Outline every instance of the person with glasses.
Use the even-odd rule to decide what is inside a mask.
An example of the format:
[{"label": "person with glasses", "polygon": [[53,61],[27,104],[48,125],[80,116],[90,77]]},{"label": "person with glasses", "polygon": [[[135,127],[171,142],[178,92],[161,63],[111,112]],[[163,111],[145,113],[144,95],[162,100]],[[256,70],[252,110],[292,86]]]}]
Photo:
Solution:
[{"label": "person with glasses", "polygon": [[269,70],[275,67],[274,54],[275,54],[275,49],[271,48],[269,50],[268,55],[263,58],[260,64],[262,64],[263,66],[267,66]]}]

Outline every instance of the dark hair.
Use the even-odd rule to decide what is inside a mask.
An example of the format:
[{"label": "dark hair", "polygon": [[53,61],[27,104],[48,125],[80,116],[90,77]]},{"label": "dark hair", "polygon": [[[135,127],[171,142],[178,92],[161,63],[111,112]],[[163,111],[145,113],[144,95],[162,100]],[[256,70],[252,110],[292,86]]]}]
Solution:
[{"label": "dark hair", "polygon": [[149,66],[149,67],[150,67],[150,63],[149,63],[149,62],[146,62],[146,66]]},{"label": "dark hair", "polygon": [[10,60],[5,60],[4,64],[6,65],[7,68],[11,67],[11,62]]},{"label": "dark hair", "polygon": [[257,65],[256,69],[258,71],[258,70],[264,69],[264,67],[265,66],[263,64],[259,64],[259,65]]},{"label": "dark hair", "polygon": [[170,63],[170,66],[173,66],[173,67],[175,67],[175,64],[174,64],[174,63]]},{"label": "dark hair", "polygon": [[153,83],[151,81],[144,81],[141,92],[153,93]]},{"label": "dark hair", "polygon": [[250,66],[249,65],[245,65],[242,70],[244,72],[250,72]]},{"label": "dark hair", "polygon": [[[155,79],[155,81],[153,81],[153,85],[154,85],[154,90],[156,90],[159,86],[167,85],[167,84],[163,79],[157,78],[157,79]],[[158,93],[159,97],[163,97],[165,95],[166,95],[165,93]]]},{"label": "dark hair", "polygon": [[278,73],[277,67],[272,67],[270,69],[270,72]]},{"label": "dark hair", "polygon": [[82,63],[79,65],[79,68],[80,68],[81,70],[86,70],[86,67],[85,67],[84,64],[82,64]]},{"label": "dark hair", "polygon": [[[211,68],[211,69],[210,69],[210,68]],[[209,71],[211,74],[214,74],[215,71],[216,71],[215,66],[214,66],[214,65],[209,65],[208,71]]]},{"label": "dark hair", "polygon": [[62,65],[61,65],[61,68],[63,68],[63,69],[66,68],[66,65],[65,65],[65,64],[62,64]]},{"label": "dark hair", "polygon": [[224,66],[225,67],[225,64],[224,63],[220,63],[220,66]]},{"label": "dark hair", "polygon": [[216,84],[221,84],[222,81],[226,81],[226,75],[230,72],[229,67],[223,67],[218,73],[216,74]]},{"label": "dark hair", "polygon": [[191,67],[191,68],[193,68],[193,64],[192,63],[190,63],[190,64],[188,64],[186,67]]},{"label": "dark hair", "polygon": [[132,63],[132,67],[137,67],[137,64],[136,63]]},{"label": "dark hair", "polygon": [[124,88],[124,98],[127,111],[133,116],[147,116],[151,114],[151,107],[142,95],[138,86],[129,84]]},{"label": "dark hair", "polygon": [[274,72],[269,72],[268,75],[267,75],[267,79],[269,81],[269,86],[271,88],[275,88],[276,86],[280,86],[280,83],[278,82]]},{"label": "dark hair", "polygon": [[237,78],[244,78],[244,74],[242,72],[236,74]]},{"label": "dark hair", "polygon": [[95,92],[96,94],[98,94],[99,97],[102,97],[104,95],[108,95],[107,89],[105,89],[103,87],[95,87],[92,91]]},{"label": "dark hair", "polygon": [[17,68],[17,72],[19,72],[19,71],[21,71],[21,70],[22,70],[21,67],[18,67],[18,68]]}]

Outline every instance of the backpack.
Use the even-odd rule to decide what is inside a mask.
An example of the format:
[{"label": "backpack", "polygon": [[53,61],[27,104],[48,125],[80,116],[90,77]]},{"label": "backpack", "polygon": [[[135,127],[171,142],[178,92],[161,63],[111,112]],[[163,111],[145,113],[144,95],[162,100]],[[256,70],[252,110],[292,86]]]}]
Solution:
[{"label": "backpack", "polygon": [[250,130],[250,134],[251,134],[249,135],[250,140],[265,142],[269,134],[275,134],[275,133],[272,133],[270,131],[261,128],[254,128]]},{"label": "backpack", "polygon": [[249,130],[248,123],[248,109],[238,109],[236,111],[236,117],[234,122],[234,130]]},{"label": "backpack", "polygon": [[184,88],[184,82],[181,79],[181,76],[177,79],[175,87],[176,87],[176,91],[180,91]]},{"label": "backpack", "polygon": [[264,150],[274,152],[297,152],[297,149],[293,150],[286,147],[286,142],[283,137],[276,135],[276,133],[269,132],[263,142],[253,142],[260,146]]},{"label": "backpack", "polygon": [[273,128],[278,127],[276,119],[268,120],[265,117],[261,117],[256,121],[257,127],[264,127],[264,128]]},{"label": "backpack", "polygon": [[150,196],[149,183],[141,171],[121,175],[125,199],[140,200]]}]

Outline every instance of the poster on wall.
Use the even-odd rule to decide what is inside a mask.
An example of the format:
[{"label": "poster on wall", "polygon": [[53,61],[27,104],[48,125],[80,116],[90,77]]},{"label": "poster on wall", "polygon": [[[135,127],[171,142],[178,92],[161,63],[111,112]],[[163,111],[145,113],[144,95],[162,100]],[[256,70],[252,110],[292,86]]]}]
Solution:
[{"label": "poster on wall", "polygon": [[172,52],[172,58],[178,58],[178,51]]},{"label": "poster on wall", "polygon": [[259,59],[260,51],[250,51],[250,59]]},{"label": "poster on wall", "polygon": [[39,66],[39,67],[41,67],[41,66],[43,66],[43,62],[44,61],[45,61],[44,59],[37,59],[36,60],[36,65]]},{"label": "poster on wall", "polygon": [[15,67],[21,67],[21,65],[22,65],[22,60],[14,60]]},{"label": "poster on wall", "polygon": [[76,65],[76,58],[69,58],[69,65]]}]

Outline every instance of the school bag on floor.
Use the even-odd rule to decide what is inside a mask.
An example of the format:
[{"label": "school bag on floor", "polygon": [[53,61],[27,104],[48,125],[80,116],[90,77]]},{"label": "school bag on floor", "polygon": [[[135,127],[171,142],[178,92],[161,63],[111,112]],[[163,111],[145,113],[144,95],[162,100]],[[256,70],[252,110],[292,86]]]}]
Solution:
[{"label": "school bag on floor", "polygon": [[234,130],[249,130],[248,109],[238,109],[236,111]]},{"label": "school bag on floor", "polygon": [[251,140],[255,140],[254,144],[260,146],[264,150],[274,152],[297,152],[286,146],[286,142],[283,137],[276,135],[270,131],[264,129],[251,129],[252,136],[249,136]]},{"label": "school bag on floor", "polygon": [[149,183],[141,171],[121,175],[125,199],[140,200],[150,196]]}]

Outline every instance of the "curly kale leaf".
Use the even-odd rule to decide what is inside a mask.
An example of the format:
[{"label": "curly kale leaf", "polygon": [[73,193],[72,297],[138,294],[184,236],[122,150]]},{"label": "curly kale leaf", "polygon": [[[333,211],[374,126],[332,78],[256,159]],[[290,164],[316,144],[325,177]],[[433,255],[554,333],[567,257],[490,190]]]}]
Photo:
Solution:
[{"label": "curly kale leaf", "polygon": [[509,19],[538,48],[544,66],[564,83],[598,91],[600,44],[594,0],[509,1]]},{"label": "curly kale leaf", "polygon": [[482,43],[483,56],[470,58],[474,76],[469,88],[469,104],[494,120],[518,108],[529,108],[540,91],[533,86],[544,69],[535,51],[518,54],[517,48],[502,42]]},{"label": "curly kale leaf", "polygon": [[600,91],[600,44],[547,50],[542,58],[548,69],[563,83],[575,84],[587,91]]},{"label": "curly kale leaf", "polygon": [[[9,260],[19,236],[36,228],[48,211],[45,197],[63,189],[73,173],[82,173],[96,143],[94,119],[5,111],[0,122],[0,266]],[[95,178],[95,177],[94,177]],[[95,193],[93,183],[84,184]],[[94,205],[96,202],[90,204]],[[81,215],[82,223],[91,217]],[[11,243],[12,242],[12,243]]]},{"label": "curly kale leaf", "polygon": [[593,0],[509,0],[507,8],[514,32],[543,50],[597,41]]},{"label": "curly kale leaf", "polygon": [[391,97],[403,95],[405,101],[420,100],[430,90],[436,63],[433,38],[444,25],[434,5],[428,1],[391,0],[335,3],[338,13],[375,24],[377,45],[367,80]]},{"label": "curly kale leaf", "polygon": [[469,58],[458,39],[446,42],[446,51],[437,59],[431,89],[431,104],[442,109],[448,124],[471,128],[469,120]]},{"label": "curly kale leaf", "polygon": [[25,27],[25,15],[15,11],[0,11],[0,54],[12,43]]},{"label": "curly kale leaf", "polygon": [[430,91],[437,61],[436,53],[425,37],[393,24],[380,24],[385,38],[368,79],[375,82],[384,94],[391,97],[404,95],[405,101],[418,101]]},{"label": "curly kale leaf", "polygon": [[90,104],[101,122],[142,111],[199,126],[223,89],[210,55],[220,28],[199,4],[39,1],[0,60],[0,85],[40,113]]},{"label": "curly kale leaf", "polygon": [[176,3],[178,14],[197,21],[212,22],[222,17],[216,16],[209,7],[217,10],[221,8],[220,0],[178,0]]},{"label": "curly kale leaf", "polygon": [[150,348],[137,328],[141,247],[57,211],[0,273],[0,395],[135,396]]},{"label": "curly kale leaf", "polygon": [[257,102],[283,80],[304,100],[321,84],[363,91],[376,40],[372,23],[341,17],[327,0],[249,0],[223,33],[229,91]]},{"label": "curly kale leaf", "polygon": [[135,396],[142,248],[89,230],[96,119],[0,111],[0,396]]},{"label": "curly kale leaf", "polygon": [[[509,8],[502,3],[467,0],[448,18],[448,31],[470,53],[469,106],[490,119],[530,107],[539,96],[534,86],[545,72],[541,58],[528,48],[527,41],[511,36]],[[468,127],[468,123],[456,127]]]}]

EXERCISE PROMPT >> Count the lines of the entries that hold the string "Outline", then state that number and nothing more.

ANSWER >> 6